----- Dataset records

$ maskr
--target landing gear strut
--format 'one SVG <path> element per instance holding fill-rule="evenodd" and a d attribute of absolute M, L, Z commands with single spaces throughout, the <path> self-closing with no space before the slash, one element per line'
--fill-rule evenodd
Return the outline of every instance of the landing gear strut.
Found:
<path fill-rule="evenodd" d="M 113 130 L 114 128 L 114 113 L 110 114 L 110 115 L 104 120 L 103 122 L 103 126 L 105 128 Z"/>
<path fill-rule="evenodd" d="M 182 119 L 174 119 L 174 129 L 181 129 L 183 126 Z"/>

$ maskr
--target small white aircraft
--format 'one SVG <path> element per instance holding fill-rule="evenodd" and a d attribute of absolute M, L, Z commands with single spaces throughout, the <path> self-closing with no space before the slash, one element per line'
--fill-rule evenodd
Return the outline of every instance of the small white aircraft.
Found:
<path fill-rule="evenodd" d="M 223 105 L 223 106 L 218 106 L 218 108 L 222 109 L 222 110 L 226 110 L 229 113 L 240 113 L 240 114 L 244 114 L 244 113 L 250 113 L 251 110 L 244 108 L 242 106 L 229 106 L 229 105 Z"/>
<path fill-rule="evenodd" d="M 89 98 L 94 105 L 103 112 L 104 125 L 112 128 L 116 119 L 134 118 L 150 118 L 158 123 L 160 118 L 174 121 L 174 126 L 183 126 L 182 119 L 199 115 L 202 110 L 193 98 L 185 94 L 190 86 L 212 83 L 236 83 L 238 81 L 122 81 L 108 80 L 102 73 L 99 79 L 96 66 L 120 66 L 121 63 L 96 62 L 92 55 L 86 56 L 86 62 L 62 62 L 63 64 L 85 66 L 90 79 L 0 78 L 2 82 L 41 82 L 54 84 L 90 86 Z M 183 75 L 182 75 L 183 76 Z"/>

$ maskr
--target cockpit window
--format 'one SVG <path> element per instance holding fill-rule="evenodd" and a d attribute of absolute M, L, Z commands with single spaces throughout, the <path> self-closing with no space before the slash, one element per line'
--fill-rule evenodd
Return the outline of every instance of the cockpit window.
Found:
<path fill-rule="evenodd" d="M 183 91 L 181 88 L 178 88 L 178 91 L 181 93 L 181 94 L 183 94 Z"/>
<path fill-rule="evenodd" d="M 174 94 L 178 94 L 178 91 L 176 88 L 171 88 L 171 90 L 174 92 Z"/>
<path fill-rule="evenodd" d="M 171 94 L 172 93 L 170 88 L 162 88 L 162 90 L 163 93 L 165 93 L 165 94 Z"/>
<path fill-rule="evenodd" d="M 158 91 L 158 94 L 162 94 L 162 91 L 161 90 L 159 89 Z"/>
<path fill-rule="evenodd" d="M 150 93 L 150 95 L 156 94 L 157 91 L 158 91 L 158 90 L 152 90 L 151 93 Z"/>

----------

* **Given problem**
Could you print every one of the lines above again, character for character and with nothing changed?

* **Response**
$ maskr
--target landing gear strut
--format 'one SVG <path> element per instance holding fill-rule="evenodd" and a d attribute of absolute M, L, Z commands with single spaces throughout, the <path> self-closing with no space before the slash, one element per line'
--fill-rule evenodd
Return the outline of every instance of the landing gear strut.
Found:
<path fill-rule="evenodd" d="M 113 130 L 114 128 L 114 113 L 110 114 L 110 115 L 104 120 L 103 122 L 103 126 L 105 128 Z"/>
<path fill-rule="evenodd" d="M 182 119 L 174 119 L 174 129 L 181 129 L 183 126 Z"/>

$ maskr
--target small white aircraft
--format 'one SVG <path> element per instance holding fill-rule="evenodd" and a d attribute of absolute M, L, Z commands with single spaces throughout, the <path> self-closing with no space before the slash, one element per line'
--fill-rule evenodd
Return the outline of every instance of the small white aircraft.
Found:
<path fill-rule="evenodd" d="M 223 105 L 223 106 L 218 106 L 218 108 L 222 109 L 222 110 L 226 110 L 229 113 L 240 113 L 240 114 L 244 114 L 244 113 L 250 113 L 251 110 L 244 108 L 242 106 L 229 106 L 229 105 Z"/>
<path fill-rule="evenodd" d="M 89 98 L 94 105 L 103 112 L 104 125 L 112 128 L 116 119 L 134 118 L 150 118 L 158 123 L 160 118 L 174 121 L 174 126 L 183 126 L 182 119 L 199 115 L 202 110 L 193 98 L 185 94 L 190 86 L 212 83 L 236 83 L 238 81 L 122 81 L 108 80 L 102 73 L 99 79 L 96 66 L 120 66 L 121 63 L 96 62 L 92 55 L 86 56 L 86 62 L 62 62 L 63 64 L 85 66 L 90 79 L 0 78 L 2 82 L 41 82 L 54 84 L 90 86 Z M 183 75 L 182 75 L 183 76 Z"/>

$ maskr
--target cockpit window
--format 'one SVG <path> element per instance holding fill-rule="evenodd" and a d attribute of absolute M, L, Z commands with single spaces throughout, the <path> self-closing with no space before the slash, one element per line'
--fill-rule evenodd
Return the outline of every instance of the cockpit window.
Found:
<path fill-rule="evenodd" d="M 183 91 L 181 88 L 178 88 L 178 91 L 181 93 L 181 94 L 183 94 Z"/>
<path fill-rule="evenodd" d="M 174 94 L 178 94 L 178 91 L 176 88 L 171 88 L 171 90 L 174 92 Z"/>
<path fill-rule="evenodd" d="M 171 94 L 172 93 L 170 88 L 162 88 L 162 90 L 163 93 L 165 93 L 165 94 Z"/>
<path fill-rule="evenodd" d="M 158 91 L 158 94 L 162 94 L 162 91 L 161 90 L 159 89 Z"/>
<path fill-rule="evenodd" d="M 150 93 L 150 95 L 156 94 L 157 91 L 158 91 L 158 90 L 152 90 L 151 93 Z"/>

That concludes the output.